Recorded data:
_ _ _ _

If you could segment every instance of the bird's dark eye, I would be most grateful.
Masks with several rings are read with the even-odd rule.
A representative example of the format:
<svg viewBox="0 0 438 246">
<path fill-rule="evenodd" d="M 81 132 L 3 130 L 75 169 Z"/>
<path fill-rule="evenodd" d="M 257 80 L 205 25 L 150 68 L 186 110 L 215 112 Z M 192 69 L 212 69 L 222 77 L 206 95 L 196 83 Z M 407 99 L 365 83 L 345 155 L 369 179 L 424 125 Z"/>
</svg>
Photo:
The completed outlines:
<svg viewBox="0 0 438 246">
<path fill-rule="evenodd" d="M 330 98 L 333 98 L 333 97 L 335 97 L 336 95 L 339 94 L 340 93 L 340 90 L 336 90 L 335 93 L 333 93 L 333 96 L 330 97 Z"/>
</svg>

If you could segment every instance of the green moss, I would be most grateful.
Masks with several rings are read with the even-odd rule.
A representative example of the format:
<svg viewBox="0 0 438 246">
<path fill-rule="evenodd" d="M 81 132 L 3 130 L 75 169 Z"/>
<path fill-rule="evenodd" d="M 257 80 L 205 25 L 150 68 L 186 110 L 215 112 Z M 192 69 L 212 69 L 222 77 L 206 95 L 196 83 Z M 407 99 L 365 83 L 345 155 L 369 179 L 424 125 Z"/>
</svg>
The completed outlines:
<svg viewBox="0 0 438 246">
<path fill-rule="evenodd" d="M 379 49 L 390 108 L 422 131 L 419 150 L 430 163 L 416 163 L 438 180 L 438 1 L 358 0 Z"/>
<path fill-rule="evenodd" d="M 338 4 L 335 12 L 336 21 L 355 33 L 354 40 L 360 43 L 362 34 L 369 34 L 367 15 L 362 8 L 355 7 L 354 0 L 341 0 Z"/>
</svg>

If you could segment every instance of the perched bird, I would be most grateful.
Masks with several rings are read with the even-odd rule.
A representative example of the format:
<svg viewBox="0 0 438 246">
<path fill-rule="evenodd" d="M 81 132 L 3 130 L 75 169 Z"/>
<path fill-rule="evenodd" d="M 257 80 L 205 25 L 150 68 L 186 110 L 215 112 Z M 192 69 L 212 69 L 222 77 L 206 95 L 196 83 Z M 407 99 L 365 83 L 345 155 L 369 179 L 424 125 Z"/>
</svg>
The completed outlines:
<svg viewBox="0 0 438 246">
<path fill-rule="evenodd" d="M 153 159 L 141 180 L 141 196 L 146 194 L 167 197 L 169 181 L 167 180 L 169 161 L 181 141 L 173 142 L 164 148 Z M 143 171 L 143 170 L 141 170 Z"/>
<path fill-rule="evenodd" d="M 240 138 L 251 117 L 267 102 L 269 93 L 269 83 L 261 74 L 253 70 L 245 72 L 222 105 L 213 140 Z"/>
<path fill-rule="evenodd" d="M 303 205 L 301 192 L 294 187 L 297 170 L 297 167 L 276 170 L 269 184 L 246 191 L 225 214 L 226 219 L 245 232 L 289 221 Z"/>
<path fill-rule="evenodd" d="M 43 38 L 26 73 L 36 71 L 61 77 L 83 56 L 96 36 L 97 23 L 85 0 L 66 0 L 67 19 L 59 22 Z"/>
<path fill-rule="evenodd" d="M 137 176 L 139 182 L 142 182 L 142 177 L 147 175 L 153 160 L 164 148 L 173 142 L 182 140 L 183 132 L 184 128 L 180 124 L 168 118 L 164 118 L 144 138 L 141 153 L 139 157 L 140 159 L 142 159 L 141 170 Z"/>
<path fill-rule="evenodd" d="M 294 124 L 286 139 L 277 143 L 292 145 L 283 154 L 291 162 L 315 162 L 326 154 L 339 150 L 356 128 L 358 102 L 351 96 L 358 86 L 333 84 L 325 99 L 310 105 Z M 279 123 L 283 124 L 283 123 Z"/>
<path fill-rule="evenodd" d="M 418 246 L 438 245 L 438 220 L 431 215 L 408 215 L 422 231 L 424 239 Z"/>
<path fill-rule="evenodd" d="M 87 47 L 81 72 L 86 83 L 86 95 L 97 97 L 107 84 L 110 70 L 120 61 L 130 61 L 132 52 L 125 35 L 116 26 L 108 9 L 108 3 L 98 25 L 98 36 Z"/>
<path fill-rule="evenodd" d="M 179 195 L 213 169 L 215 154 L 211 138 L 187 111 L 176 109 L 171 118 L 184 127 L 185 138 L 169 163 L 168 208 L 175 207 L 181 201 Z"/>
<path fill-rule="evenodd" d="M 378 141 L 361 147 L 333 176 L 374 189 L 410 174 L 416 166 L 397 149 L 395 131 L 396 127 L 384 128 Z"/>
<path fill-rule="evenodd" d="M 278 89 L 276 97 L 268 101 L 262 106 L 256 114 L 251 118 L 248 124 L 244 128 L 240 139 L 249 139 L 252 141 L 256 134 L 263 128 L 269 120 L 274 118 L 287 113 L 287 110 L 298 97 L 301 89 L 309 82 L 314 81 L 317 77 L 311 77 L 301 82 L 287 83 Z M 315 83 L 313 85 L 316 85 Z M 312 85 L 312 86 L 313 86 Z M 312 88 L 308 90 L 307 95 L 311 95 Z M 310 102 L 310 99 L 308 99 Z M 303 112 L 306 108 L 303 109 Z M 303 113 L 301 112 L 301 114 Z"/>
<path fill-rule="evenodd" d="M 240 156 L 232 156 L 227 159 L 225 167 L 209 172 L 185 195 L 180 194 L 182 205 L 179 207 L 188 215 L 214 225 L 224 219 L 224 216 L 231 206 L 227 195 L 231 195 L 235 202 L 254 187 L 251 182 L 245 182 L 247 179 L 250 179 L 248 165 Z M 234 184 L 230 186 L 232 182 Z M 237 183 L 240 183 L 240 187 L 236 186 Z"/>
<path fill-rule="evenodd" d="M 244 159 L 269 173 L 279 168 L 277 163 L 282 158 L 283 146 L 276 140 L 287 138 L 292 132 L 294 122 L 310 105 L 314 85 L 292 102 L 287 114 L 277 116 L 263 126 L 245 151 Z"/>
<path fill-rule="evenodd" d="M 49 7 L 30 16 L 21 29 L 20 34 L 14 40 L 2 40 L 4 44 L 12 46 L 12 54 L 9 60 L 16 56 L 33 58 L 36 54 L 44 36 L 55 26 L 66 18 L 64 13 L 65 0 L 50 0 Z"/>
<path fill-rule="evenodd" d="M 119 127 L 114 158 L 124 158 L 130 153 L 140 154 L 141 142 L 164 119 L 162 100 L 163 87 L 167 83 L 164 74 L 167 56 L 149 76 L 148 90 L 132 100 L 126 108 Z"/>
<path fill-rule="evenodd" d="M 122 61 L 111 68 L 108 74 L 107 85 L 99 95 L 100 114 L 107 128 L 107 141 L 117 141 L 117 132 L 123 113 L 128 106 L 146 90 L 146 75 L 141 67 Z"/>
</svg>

_ _ _ _

Quote every line of the items above, from the first to the last, without changing anything.

RESPONSE TO THE TASK:
If you could segment every instance of the bird's dark eye, I would be most grateful.
Masks with several rings are read with the even-odd rule.
A representative example of the format:
<svg viewBox="0 0 438 246">
<path fill-rule="evenodd" d="M 81 132 L 3 130 L 75 169 Z"/>
<path fill-rule="evenodd" d="M 257 80 L 205 25 L 150 68 L 186 110 L 215 112 Z M 192 69 L 212 69 L 222 77 L 206 95 L 196 83 Z M 407 99 L 365 83 L 345 155 L 369 179 L 424 125 Z"/>
</svg>
Photo:
The completed outlines:
<svg viewBox="0 0 438 246">
<path fill-rule="evenodd" d="M 330 98 L 333 98 L 333 97 L 335 97 L 336 95 L 339 94 L 340 93 L 340 90 L 336 90 L 335 93 L 333 93 L 333 96 L 330 97 Z"/>
</svg>

If you could segment every instance of the green moss, I would be most grateful.
Masks with several rings are read with the even-odd rule.
A representative example of the format:
<svg viewBox="0 0 438 246">
<path fill-rule="evenodd" d="M 81 132 L 3 130 L 75 169 Z"/>
<path fill-rule="evenodd" d="M 257 80 L 205 25 L 150 68 L 186 110 L 215 112 Z M 192 69 L 212 69 L 222 77 L 206 95 L 196 83 Z M 407 99 L 365 83 L 345 155 L 369 179 L 424 125 Z"/>
</svg>
The completed outlines:
<svg viewBox="0 0 438 246">
<path fill-rule="evenodd" d="M 379 49 L 390 108 L 422 131 L 419 150 L 430 163 L 416 163 L 438 180 L 438 1 L 358 0 Z"/>
<path fill-rule="evenodd" d="M 338 4 L 335 12 L 336 21 L 355 33 L 354 40 L 360 43 L 362 34 L 369 34 L 367 15 L 362 8 L 355 7 L 354 0 L 341 0 Z"/>
</svg>

If you could segment every instance of the perched bird, I would be most grateful.
Masks with several rings are read with the even-odd rule.
A representative example of the format:
<svg viewBox="0 0 438 246">
<path fill-rule="evenodd" d="M 81 132 L 3 130 L 75 169 Z"/>
<path fill-rule="evenodd" d="M 257 80 L 205 25 L 150 68 L 186 110 L 215 112 Z M 192 69 L 212 69 L 222 77 L 206 95 L 196 83 Z M 407 99 L 365 83 L 345 155 L 369 179 L 424 125 Z"/>
</svg>
The completed outlines:
<svg viewBox="0 0 438 246">
<path fill-rule="evenodd" d="M 153 159 L 141 180 L 141 196 L 146 194 L 167 197 L 169 181 L 167 180 L 169 161 L 181 141 L 173 142 L 164 148 Z M 143 171 L 143 170 L 141 170 Z"/>
<path fill-rule="evenodd" d="M 240 138 L 251 117 L 267 102 L 269 93 L 269 83 L 261 74 L 253 70 L 245 72 L 222 105 L 213 140 Z"/>
<path fill-rule="evenodd" d="M 303 205 L 301 192 L 294 187 L 297 170 L 297 167 L 276 170 L 269 184 L 246 191 L 225 214 L 226 219 L 245 232 L 289 221 Z"/>
<path fill-rule="evenodd" d="M 43 38 L 26 73 L 36 71 L 61 77 L 83 56 L 96 36 L 97 23 L 85 0 L 66 0 L 67 19 L 59 22 Z"/>
<path fill-rule="evenodd" d="M 137 176 L 139 182 L 142 182 L 142 177 L 147 175 L 153 160 L 164 148 L 173 142 L 182 140 L 183 132 L 184 128 L 180 124 L 168 118 L 164 118 L 144 138 L 141 153 L 139 157 L 140 159 L 142 159 L 141 170 Z"/>
<path fill-rule="evenodd" d="M 294 124 L 286 139 L 277 143 L 292 145 L 283 154 L 291 162 L 315 162 L 326 154 L 339 150 L 356 128 L 358 102 L 351 96 L 358 86 L 333 84 L 325 99 L 310 105 Z M 279 123 L 283 124 L 283 123 Z"/>
<path fill-rule="evenodd" d="M 418 246 L 438 245 L 438 220 L 431 215 L 408 215 L 422 231 L 424 239 Z"/>
<path fill-rule="evenodd" d="M 87 47 L 81 72 L 86 83 L 86 95 L 97 97 L 107 84 L 110 70 L 120 61 L 130 61 L 132 52 L 125 35 L 116 26 L 108 9 L 108 3 L 98 25 L 98 36 Z"/>
<path fill-rule="evenodd" d="M 179 195 L 213 169 L 215 154 L 211 138 L 187 111 L 176 109 L 171 118 L 184 127 L 185 138 L 169 163 L 168 208 L 175 207 L 181 201 Z"/>
<path fill-rule="evenodd" d="M 378 141 L 361 147 L 333 176 L 374 189 L 410 174 L 416 166 L 397 149 L 395 131 L 396 127 L 384 128 Z"/>
<path fill-rule="evenodd" d="M 278 89 L 276 97 L 268 101 L 262 106 L 256 114 L 251 118 L 248 124 L 244 128 L 240 139 L 249 139 L 252 141 L 256 134 L 263 128 L 269 120 L 274 118 L 287 113 L 287 110 L 298 97 L 301 89 L 309 82 L 314 81 L 317 77 L 311 77 L 301 82 L 287 83 Z M 315 83 L 313 85 L 316 85 Z M 312 85 L 312 86 L 313 86 Z M 312 88 L 308 90 L 307 95 L 311 95 Z M 310 102 L 310 99 L 308 99 Z M 303 112 L 306 108 L 303 109 Z M 303 113 L 301 112 L 301 114 Z"/>
<path fill-rule="evenodd" d="M 240 156 L 232 156 L 227 159 L 225 167 L 209 172 L 185 195 L 180 194 L 182 205 L 179 207 L 188 215 L 214 225 L 224 219 L 224 216 L 231 206 L 227 195 L 231 195 L 235 202 L 254 187 L 251 182 L 245 182 L 247 179 L 250 179 L 248 165 Z M 234 184 L 230 186 L 232 182 Z M 237 183 L 240 183 L 240 187 L 236 186 Z"/>
<path fill-rule="evenodd" d="M 244 159 L 269 173 L 279 168 L 277 163 L 282 158 L 283 146 L 276 140 L 287 138 L 292 132 L 294 122 L 310 105 L 314 85 L 292 102 L 287 114 L 277 116 L 263 126 L 245 151 Z"/>
<path fill-rule="evenodd" d="M 49 7 L 30 16 L 21 29 L 20 34 L 14 40 L 2 40 L 4 44 L 12 46 L 12 54 L 9 60 L 16 56 L 33 58 L 36 54 L 44 36 L 55 26 L 66 18 L 64 13 L 65 0 L 50 0 Z"/>
<path fill-rule="evenodd" d="M 119 127 L 114 158 L 124 158 L 130 153 L 140 154 L 141 142 L 164 119 L 162 100 L 163 87 L 167 83 L 164 74 L 167 56 L 149 76 L 148 90 L 132 100 L 126 108 Z"/>
<path fill-rule="evenodd" d="M 122 61 L 111 68 L 108 74 L 107 85 L 99 95 L 100 114 L 107 128 L 107 141 L 117 141 L 117 132 L 123 113 L 128 106 L 146 90 L 146 75 L 141 67 Z"/>
</svg>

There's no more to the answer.